= PASSAGE TO READ =

- Directed by: Ricky Tognazzi
- Produced by: Vittorio Cecchi Gori
- Starring: Hans Matheson; Mélanie Thierry; Lee Williams; Gabriel Byrne;
- Cinematography: Fabio Cianchetti
- Edited by: Carla Simoncelli
- Music by: Ennio Morricone
- Release date: 2000;
- Running time: 107 minutes
- Country: Italy
- Language: English

= Canone inverso =

2000 Italian drama film

Canone inverso – Making Love, also known as The Inverse Canon, is a 2000 Italian drama film directed by Ricky Tognazzi. It is based on the 1996 novel Canone Inverso by the Italian author Paolo Maurensig.

The plot concerns how a distinctive violin with an anthropomorphic carved scroll changed hands, the friendship of two young violinists, and the love of one of them for a concert pianist. The film opens at the time of the Prague Spring, but the main events take place prior to World War II in Czechoslovakia.

Although an Italian production, the film is entirely in English, and involves anglophone, Italian and French actors.

Variety noted that "Performances generally are fine, with Matheson and Williams bringing plenty of vigor and spirit, and Thierry [...] supplying some delicate grace notes".

Dataset records
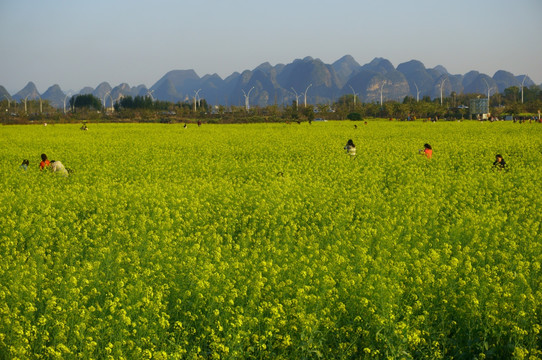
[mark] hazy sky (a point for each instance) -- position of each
(76, 43)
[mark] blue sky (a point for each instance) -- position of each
(76, 43)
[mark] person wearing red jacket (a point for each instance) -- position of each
(44, 162)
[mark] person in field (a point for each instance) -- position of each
(499, 162)
(427, 151)
(350, 148)
(57, 166)
(25, 165)
(44, 162)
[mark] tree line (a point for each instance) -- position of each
(512, 101)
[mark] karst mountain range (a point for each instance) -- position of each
(282, 84)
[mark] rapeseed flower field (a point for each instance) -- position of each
(269, 241)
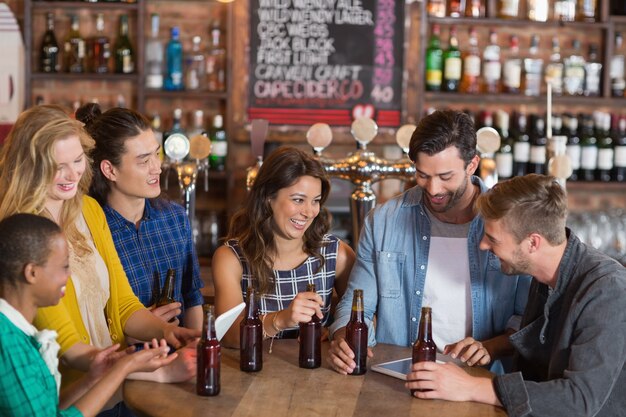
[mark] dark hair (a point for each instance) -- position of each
(442, 129)
(25, 239)
(110, 130)
(252, 225)
(529, 204)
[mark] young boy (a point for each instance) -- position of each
(34, 269)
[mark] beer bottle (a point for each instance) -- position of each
(209, 357)
(356, 333)
(424, 348)
(311, 340)
(251, 336)
(167, 293)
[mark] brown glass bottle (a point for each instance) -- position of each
(424, 348)
(310, 356)
(356, 334)
(251, 336)
(209, 357)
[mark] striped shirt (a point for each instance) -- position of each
(162, 241)
(291, 282)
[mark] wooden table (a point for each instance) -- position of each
(284, 389)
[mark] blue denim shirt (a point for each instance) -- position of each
(391, 265)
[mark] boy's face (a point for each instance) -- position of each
(53, 274)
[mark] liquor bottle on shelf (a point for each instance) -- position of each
(154, 56)
(619, 163)
(504, 156)
(508, 9)
(124, 55)
(521, 146)
(195, 66)
(209, 357)
(538, 142)
(49, 51)
(99, 48)
(492, 67)
(436, 8)
(74, 48)
(216, 60)
(452, 64)
(512, 68)
(434, 62)
(606, 153)
(565, 10)
(586, 10)
(475, 8)
(574, 71)
(219, 145)
(537, 10)
(593, 72)
(618, 83)
(554, 69)
(310, 353)
(572, 148)
(455, 8)
(533, 69)
(470, 80)
(588, 150)
(174, 63)
(357, 333)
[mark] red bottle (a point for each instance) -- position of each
(356, 334)
(251, 336)
(209, 358)
(310, 356)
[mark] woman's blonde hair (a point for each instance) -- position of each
(27, 168)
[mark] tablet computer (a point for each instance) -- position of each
(400, 367)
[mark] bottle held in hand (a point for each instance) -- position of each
(356, 334)
(424, 348)
(251, 336)
(310, 356)
(209, 357)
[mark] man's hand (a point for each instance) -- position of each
(340, 356)
(470, 351)
(167, 312)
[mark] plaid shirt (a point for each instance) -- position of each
(289, 283)
(27, 388)
(162, 241)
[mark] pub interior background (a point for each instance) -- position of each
(233, 30)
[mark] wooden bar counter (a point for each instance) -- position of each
(284, 389)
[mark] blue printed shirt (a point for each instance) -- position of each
(163, 240)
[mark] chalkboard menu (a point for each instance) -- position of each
(326, 61)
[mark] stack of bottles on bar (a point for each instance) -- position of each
(596, 144)
(168, 67)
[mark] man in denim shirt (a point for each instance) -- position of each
(421, 248)
(571, 349)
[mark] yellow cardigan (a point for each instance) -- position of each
(65, 317)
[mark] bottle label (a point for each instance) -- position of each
(589, 157)
(605, 159)
(504, 163)
(219, 148)
(521, 151)
(513, 74)
(452, 70)
(492, 71)
(538, 154)
(472, 66)
(573, 151)
(620, 156)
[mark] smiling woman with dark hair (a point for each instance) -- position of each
(278, 243)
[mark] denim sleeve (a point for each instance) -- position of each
(362, 277)
(597, 355)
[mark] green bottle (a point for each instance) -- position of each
(434, 62)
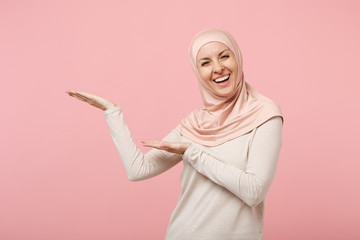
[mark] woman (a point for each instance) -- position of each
(230, 148)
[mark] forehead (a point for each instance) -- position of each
(211, 49)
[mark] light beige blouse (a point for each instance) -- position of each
(222, 188)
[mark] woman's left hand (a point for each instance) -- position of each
(173, 147)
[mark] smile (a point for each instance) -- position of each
(222, 80)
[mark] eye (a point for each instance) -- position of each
(205, 63)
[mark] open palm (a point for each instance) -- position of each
(91, 99)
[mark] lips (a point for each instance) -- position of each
(222, 80)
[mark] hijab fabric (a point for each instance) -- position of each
(224, 118)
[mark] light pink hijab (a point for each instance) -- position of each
(224, 118)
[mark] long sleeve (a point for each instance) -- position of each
(252, 184)
(138, 166)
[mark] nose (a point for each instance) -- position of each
(218, 67)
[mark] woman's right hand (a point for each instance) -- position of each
(93, 100)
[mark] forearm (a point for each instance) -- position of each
(138, 166)
(252, 184)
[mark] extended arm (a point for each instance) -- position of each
(138, 166)
(252, 184)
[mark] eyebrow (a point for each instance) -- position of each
(206, 58)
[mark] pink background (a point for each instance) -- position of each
(60, 174)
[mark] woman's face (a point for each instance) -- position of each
(217, 66)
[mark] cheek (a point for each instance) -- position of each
(204, 74)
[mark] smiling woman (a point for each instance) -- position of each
(229, 149)
(217, 66)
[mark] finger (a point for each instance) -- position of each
(153, 143)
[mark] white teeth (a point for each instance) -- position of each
(222, 79)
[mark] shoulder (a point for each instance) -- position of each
(272, 125)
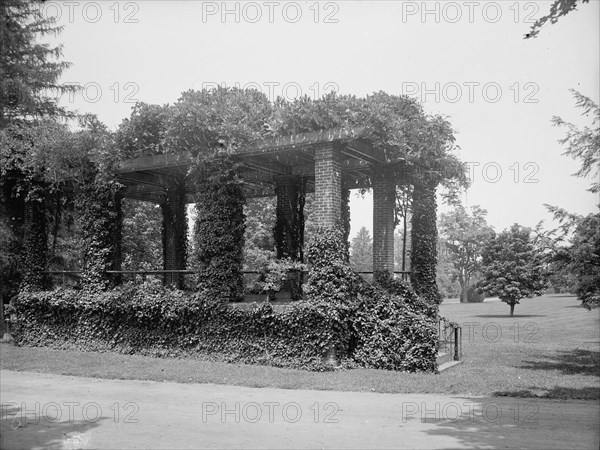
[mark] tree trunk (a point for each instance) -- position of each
(404, 243)
(463, 293)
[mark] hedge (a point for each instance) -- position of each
(384, 326)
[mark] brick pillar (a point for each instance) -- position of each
(289, 223)
(328, 185)
(384, 198)
(174, 234)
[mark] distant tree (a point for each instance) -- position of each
(465, 236)
(142, 239)
(558, 9)
(576, 254)
(401, 253)
(143, 132)
(403, 209)
(259, 246)
(361, 251)
(31, 69)
(446, 278)
(584, 144)
(513, 267)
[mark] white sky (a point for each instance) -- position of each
(466, 60)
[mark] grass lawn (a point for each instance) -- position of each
(550, 348)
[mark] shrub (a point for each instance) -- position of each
(384, 326)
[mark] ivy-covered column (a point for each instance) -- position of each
(98, 208)
(174, 234)
(289, 222)
(219, 230)
(384, 202)
(35, 240)
(424, 238)
(117, 238)
(345, 217)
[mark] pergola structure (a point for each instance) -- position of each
(324, 162)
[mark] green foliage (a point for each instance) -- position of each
(277, 273)
(399, 288)
(258, 243)
(31, 68)
(513, 268)
(584, 144)
(361, 257)
(221, 119)
(152, 320)
(143, 132)
(558, 9)
(423, 257)
(289, 223)
(35, 243)
(219, 232)
(391, 335)
(142, 248)
(464, 236)
(372, 327)
(580, 259)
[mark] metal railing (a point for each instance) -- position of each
(450, 338)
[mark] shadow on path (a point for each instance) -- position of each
(30, 429)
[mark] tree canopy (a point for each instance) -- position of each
(465, 236)
(31, 69)
(513, 267)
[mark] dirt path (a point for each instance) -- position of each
(51, 411)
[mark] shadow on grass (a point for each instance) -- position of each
(30, 429)
(557, 392)
(576, 362)
(506, 422)
(507, 316)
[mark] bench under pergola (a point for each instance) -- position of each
(325, 162)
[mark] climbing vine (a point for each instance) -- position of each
(289, 221)
(98, 207)
(219, 228)
(35, 238)
(424, 242)
(175, 230)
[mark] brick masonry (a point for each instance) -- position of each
(384, 197)
(328, 184)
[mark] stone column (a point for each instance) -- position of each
(174, 234)
(384, 199)
(328, 185)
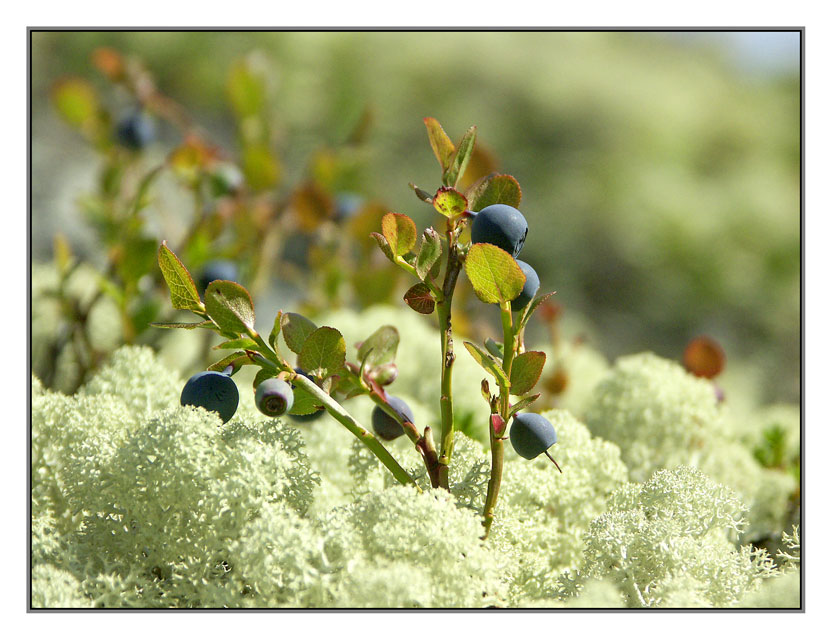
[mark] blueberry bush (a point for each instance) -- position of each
(532, 472)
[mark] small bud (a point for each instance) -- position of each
(385, 374)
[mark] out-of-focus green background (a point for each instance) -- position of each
(660, 171)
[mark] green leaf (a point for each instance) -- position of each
(450, 202)
(441, 144)
(460, 161)
(525, 371)
(522, 403)
(323, 353)
(494, 348)
(183, 293)
(494, 189)
(495, 275)
(429, 252)
(423, 195)
(205, 324)
(238, 343)
(304, 403)
(487, 362)
(235, 360)
(384, 245)
(246, 89)
(296, 330)
(381, 347)
(136, 259)
(400, 232)
(229, 305)
(275, 332)
(419, 298)
(262, 376)
(76, 100)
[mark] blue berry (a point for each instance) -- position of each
(531, 434)
(309, 417)
(385, 426)
(500, 225)
(135, 131)
(529, 289)
(213, 391)
(274, 397)
(217, 270)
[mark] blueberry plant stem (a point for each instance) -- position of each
(335, 410)
(443, 309)
(497, 436)
(368, 439)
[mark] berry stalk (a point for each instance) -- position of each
(497, 436)
(443, 310)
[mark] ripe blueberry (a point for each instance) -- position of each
(309, 417)
(213, 391)
(135, 131)
(347, 205)
(529, 289)
(217, 270)
(274, 397)
(531, 434)
(386, 426)
(500, 225)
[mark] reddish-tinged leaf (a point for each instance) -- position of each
(449, 202)
(497, 423)
(400, 232)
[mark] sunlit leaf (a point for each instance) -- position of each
(494, 274)
(419, 298)
(525, 371)
(400, 232)
(429, 252)
(380, 347)
(296, 329)
(488, 362)
(229, 305)
(183, 293)
(495, 189)
(323, 352)
(441, 144)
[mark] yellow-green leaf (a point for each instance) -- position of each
(449, 202)
(488, 362)
(381, 347)
(494, 189)
(441, 144)
(296, 329)
(429, 252)
(229, 305)
(323, 353)
(183, 292)
(400, 232)
(461, 158)
(495, 275)
(525, 371)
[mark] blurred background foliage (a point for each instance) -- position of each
(660, 171)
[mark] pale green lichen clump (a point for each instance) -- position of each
(139, 502)
(671, 542)
(662, 417)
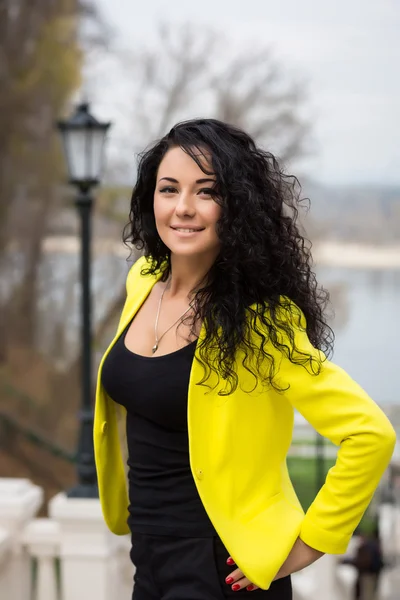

= DIRECTIVE 1 =
Summarize the article on Canone inverso in two sentences.
= DIRECTIVE 2 =
Report every line of the entries that contains the string "white". Case counts.

= FULL OUTPUT 1 =
Canone inverso – Making Love, also known as The Inverse Canon, is a 2000 Italian drama film directed by Ricky Tognazzi and based on Paolo Maurensig's 1996 novel Canone Inverso. Its plot follows how a distinctive violin with an anthropomorphic carved scroll changed hands, the friendship of two young violinists, and one violinist's love for a concert pianist, with the main events set in Czechoslovakia before World War II.

= FULL OUTPUT 2 =
[mark] white teeth (a point for each instance) -- position of each
[mark] white sky (a point for each instance) -- position of each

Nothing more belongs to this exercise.